> [DATA FOR THE TASK]
-- Begin --

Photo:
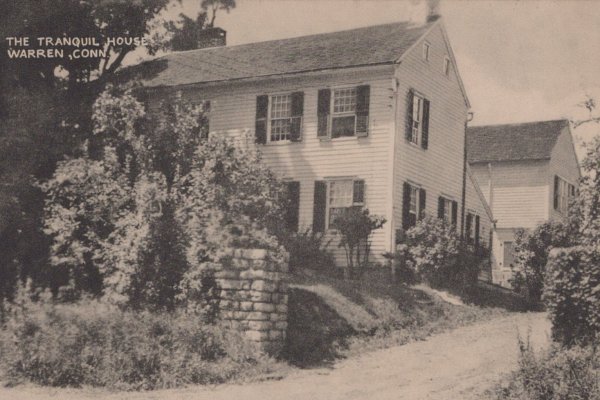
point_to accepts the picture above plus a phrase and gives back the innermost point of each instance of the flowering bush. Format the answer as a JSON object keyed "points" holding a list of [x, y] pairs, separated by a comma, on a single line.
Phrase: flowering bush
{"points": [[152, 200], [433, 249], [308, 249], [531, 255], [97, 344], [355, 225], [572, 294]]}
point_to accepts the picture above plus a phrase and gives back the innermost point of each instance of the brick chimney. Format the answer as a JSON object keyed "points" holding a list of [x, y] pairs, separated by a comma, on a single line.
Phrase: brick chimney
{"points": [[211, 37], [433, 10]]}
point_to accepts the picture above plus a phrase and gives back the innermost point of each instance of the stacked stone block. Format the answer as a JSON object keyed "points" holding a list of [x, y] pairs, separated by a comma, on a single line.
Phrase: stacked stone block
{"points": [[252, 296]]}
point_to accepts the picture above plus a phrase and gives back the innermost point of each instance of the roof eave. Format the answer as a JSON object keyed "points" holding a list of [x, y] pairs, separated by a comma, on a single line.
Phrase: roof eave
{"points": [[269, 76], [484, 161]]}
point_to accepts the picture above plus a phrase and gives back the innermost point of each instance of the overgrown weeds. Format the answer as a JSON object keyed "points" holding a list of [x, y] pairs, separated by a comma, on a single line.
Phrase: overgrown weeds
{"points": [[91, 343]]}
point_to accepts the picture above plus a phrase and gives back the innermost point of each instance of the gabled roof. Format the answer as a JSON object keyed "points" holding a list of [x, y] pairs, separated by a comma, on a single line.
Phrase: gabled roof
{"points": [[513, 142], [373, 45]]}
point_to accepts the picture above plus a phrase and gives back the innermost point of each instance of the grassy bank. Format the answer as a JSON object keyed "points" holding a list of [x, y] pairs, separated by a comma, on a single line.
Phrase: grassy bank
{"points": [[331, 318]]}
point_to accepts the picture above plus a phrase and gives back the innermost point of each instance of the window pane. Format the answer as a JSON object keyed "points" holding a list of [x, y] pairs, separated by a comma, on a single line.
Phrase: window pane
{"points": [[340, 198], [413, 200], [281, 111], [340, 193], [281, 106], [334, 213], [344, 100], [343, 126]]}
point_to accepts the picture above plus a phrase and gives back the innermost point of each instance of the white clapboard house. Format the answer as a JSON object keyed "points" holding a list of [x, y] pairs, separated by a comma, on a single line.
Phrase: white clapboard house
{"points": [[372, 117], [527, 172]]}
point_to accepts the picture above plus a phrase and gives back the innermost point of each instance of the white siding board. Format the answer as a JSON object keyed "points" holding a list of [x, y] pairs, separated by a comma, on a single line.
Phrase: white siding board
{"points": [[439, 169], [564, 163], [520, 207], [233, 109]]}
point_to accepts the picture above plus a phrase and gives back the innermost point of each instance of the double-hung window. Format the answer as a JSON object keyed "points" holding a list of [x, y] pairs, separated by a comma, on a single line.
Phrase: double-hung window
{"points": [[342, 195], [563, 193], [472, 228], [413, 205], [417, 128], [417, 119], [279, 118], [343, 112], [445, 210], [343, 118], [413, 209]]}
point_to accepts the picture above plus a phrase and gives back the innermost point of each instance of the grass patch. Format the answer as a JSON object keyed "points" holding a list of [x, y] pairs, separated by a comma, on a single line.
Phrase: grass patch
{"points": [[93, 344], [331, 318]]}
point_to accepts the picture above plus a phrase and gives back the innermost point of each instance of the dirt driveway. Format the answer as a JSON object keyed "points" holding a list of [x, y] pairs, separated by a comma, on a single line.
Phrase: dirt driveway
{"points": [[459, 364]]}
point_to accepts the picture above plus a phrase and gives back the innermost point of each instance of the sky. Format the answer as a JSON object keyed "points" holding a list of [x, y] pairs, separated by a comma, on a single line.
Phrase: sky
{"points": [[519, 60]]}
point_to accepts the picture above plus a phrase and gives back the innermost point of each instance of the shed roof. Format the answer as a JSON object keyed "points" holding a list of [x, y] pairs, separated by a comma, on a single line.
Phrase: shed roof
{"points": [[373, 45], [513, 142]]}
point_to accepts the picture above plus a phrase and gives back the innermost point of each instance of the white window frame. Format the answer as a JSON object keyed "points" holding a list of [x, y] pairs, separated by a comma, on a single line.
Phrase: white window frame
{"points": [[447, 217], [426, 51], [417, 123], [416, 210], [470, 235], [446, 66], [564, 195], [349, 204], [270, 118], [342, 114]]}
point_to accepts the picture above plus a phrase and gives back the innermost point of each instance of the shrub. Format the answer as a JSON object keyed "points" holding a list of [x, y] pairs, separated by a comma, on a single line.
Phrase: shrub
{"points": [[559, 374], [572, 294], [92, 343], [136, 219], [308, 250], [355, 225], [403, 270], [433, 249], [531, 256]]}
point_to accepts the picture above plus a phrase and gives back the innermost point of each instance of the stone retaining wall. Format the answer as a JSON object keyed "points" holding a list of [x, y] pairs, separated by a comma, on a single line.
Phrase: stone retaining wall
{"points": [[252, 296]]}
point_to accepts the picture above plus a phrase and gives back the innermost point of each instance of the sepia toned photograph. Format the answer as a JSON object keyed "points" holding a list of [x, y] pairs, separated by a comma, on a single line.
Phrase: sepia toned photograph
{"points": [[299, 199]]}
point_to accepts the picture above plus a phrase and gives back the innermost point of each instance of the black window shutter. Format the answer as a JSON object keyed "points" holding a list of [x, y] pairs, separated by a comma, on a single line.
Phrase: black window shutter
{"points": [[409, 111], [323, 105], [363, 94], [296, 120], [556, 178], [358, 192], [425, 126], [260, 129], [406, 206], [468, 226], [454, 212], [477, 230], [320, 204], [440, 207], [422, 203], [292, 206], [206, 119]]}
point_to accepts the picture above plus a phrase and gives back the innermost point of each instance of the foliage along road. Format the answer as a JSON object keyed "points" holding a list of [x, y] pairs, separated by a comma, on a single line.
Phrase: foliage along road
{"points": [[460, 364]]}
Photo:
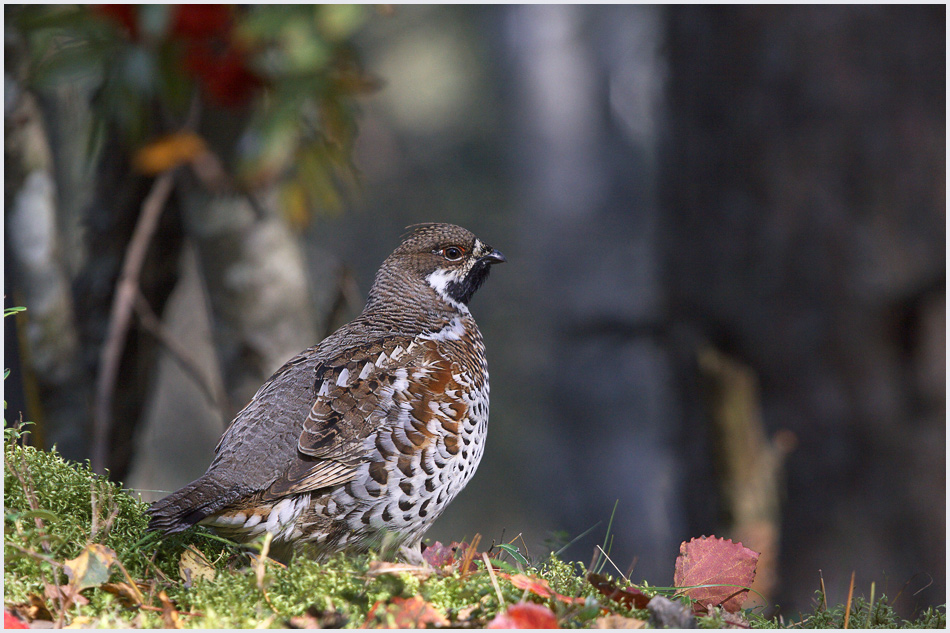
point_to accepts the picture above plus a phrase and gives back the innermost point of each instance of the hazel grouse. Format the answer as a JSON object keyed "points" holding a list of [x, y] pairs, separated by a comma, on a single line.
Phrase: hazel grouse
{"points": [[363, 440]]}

-- End --

Copy the material shown above in full and exactly. Skip the pictures.

> [PROBLEM SOLUTION]
Photo:
point_to accepts the picture above plus a phrase and gives back the innermost point of each instance of the flowering bush. Format the answer as a JSON object keyed "points" holding a list of [x, y] pairs, separated by a comma, on a single line.
Phrase: flowering bush
{"points": [[152, 200], [433, 249], [308, 249], [531, 255], [97, 344], [355, 225], [572, 294]]}
point_to accepts the picture above plus a phrase and gives back the innermost point of each instance of the brick chimney. Format the answer as a JSON object keyed "points" holding a list of [x, y] pairs, separated by a comma, on a single line.
Phrase: brick chimney
{"points": [[211, 37], [433, 10]]}
point_to accepts the picture above plus a phrase and gives back the innermost point of each instance of the stacked stone block. Format the answer as a JSON object keyed "points" holding a list of [x, y] pairs, separated by a comma, on a single line.
Phrase: stacked stone block
{"points": [[252, 296]]}
point_to accepts the picture above plus a phrase and gives back the innermost point of each instance of the roof eave. Format the answer as a JSON object keyed "points" holding a list of [x, y] pairs, separated by a comma, on a single line.
Phrase: roof eave
{"points": [[269, 76], [484, 161]]}
point_to accepts the picture above plus a phrase and gives back the innermost point of each instance of the overgrown weeds. Format the answer as a JSON object keyed "points" holding a list of [x, y] pairs, separated by a comma, on a single line.
Phrase: overgrown weeds
{"points": [[91, 343]]}
point_to accepts the picture above plus a phrase and gives back the innermost point of each instance of the gabled roof. Format the answer as a JSON object keyed "points" holding a list of [x, y] pairs, separated by a comma, on a single line.
Phrase: gabled roof
{"points": [[513, 142], [373, 45]]}
point_to accepts the picture above plus a phrase and gives back the innermost point of each instance of the grassy bank. Format the answer as a JSON object keyed "points" holding a list of [x, y] pairs, separated by a comma, on a single line.
Phrase: grassy bank
{"points": [[331, 318]]}
point_to accepts the picture above plus a phrase and gives back the innermost point of each instance of the window pane. Format the answer as a JSON object keyed "points" holding a list of [x, y] pairs, separated by a comma, on a single line.
Phrase: window pane
{"points": [[340, 198], [413, 200], [281, 111], [340, 193], [281, 106], [334, 213], [344, 100], [343, 126]]}
point_to accepts the picture above plus a phrase and gives back the innermost point of each instance of the white clapboard house. Format the answer as a JSON object keyed "points" holding a list of [x, y] pairs, separated by a comma, on a single line.
Phrase: white clapboard house
{"points": [[372, 117], [527, 172]]}
point_to accepts the picture above plus a phrase and gives back the innermost point of each instance of the white siding board. Format the answer as a JSON object keyed "points" holding a list of [x, y] pairs, separated by a comma, on a single line.
Phrase: white siding board
{"points": [[439, 169], [564, 163], [520, 207], [233, 109]]}
point_to accepts the picture above plus a phrase and gives back the innermost point of each instance of the double-hung window. Format the answer as a JSON object keyed "points" holding a list of [x, y] pairs, separated by a comma, on a single line.
Phrase: double-hung window
{"points": [[342, 195], [563, 193], [472, 228], [413, 205], [417, 128], [417, 119], [279, 118], [343, 112], [445, 210], [343, 118], [413, 209]]}
point_to accepts the picture above plus a phrase and gives back the innermost point of each instance of the grass patch. Format the answer as a JSON object keyed "points" holding a list of [x, y] pairs, separated by a comma, on a single line.
Phrase: grass patch
{"points": [[93, 344], [331, 318]]}
point_to accepts the picture above plus a phrase and gives back the innermost point of each instance of the dirt driveway. Format the answer as a JSON object keyed "points" holding a list of [x, y] pairs, separated by a comma, on a single line.
Phrase: dirt driveway
{"points": [[459, 364]]}
point_to accepts the picture above plus a phrase and gives back the innermost point of each instance of the sky. Format the answer as a JSON object keyed "points" holding a list of [x, y] pairs, separated by a comma, on a single line.
Phrase: sky
{"points": [[519, 60]]}
point_to accepts the picture above plus a phrase and gives back the innermost point of each instance of the shed roof. Format the answer as a JSON object keyed "points" holding a list of [x, y] pairs, separated by a comma, on a single line.
Phrase: shed roof
{"points": [[373, 45], [513, 142]]}
point_to accepts the picture above plus a phrase and gives back the innermost point of each instance of the white window frame. Format the answer as a JSON object keyed "points" holding a list of [x, y] pairs, separated by a comma, on a single line.
Phrase: white window frame
{"points": [[447, 217], [426, 51], [417, 123], [416, 210], [470, 235], [446, 66], [564, 195], [349, 204], [270, 118], [342, 114]]}
point_to accepts the picture above plus a phrase and gives back the innermost point of each instance of the shrub. Format the answer as a JSON object keyed "points" holding a list of [x, y] pairs, separated by a comma, on a single line.
Phrase: shrub
{"points": [[559, 374], [572, 294], [92, 343], [136, 219], [308, 250], [355, 225], [403, 270], [433, 249], [531, 256]]}
point_to accepts the picture above plus a phrase and gives back the innermost point of each instance of the stone retaining wall. Format the answer as a JSON object keyed "points" holding a list of [x, y] pairs, separated by a comma, on a single line.
Phrase: stone retaining wall
{"points": [[252, 296]]}
point_to accepts the picture above plus a phrase and gives back the innermost point of each instance of the sepia toned photograph. Format the answer as a JSON object keyed "points" holding a list of [x, y] pairs, separated by a comma, on a single line.
Phrase: sepia toned photograph
{"points": [[299, 199]]}
point_to accepts the picture above plus a phrase and gives back the innermost point of each instance of the black window shutter. Format the answer as a JSON object keyed "points" holding a list of [x, y] pairs, separated by a comma, on a single line.
Phrase: black window shutter
{"points": [[409, 111], [323, 105], [363, 94], [296, 120], [556, 178], [358, 192], [425, 126], [260, 129], [406, 206], [468, 226], [454, 212], [477, 230], [320, 204], [440, 207], [422, 203], [292, 206], [206, 119]]}
point_to accepts the picture above plus a phrase and gives back the innermost point of each instance of the foliage along road. Format the answer as a JSON object keyed "points" holding a list of [x, y] pairs, separated by a comma, on a single line.
Phrase: foliage along road
{"points": [[460, 364]]}
Photo:
point_to accepts the picture above plus a phrase and gives back the innermost point of each instance of the hazel grouse. Format the answer as a JSON object keyed "points" holding a list of [x, y] pairs, separated by a comma, on a single line.
Phrase: hazel grouse
{"points": [[363, 440]]}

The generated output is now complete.